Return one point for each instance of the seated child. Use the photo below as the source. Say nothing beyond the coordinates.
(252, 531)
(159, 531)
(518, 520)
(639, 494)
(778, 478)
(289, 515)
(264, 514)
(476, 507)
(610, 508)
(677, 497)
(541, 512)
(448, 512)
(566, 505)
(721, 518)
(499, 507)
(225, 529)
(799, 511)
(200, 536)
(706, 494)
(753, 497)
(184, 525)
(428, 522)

##########

- [ASSIGNMENT]:
The records above should be returned exactly.

- [OUTPUT FOR THIS EXERCISE]:
Return one point for each instance of the seated child. Use the photo below as the source. Say nothing beyond the coordinates.
(252, 531)
(159, 531)
(518, 520)
(639, 494)
(778, 478)
(289, 515)
(264, 514)
(476, 507)
(610, 508)
(677, 497)
(541, 512)
(448, 512)
(566, 505)
(721, 518)
(499, 507)
(225, 529)
(799, 511)
(200, 536)
(706, 494)
(753, 497)
(184, 525)
(428, 522)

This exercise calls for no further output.